→ Requirement
Can you extract every line of the items below that contains the string "plumage"? Match case exactly.

Items from a data collection:
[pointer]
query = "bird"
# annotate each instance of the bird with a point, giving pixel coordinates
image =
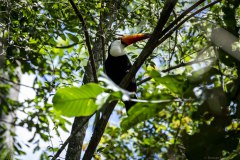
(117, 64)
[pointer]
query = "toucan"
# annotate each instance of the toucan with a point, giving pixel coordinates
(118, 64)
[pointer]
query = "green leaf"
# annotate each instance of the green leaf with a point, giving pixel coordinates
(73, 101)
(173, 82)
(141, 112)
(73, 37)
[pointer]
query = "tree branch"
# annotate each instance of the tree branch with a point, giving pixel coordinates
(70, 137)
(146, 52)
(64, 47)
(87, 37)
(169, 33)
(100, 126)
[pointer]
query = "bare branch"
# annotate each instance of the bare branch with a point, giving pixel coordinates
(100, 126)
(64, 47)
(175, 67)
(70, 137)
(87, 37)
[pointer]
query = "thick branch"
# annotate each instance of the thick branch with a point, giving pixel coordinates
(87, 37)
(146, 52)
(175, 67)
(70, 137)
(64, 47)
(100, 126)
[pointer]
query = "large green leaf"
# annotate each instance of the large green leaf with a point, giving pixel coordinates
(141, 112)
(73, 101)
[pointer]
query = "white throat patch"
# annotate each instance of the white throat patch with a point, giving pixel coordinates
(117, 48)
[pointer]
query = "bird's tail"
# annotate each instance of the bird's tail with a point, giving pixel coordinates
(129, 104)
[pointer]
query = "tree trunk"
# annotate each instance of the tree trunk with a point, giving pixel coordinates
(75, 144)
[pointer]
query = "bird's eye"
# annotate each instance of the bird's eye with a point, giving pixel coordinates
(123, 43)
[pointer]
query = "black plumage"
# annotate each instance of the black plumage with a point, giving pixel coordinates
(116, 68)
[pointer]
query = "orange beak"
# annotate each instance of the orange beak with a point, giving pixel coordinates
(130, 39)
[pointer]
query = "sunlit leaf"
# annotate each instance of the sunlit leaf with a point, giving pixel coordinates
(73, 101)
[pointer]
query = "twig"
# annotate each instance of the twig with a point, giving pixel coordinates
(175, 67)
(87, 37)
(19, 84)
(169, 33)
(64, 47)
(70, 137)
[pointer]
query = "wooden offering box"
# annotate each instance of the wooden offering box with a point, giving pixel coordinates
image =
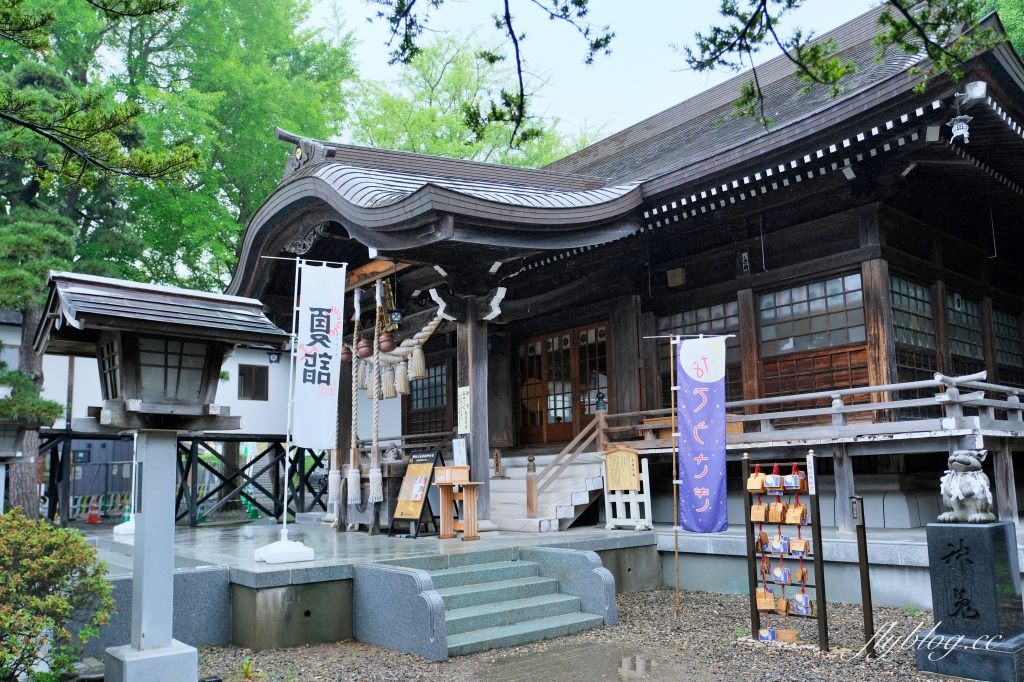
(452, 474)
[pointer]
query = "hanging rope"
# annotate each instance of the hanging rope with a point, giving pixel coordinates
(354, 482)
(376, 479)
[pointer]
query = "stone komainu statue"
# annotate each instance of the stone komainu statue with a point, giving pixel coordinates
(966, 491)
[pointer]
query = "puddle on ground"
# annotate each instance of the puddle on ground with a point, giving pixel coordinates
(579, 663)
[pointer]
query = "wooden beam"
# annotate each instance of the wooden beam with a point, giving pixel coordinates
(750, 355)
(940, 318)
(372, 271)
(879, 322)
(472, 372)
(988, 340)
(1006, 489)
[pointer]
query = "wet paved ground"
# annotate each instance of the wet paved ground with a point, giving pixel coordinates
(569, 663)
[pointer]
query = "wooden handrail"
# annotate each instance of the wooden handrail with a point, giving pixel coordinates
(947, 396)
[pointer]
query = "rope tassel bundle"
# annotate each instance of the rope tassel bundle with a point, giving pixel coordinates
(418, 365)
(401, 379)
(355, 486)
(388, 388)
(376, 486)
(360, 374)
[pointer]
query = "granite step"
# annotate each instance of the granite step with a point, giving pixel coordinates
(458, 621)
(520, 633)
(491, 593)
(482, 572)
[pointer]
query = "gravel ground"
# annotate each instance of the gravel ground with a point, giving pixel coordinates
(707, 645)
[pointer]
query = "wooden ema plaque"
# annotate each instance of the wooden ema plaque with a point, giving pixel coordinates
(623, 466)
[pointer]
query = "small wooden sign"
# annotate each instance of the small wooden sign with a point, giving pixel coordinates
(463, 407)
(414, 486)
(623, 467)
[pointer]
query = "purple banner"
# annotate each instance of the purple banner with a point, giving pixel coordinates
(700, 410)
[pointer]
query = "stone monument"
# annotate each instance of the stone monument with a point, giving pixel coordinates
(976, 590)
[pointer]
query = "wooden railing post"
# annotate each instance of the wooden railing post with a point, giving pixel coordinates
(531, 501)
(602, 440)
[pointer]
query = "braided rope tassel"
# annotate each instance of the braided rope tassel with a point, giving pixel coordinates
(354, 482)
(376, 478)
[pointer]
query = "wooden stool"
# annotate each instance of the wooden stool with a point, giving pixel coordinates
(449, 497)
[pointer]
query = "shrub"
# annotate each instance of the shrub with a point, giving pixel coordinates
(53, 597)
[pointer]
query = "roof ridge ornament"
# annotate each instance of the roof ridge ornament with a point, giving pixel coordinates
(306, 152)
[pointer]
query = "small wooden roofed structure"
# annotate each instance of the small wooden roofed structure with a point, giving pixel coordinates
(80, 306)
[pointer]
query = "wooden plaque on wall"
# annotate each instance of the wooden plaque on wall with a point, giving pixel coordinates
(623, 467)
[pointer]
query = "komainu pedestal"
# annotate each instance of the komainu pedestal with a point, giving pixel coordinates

→ Output for this exercise
query = "black plumage"
# annotate each instance of the black plumage with a point, giving pixel coordinates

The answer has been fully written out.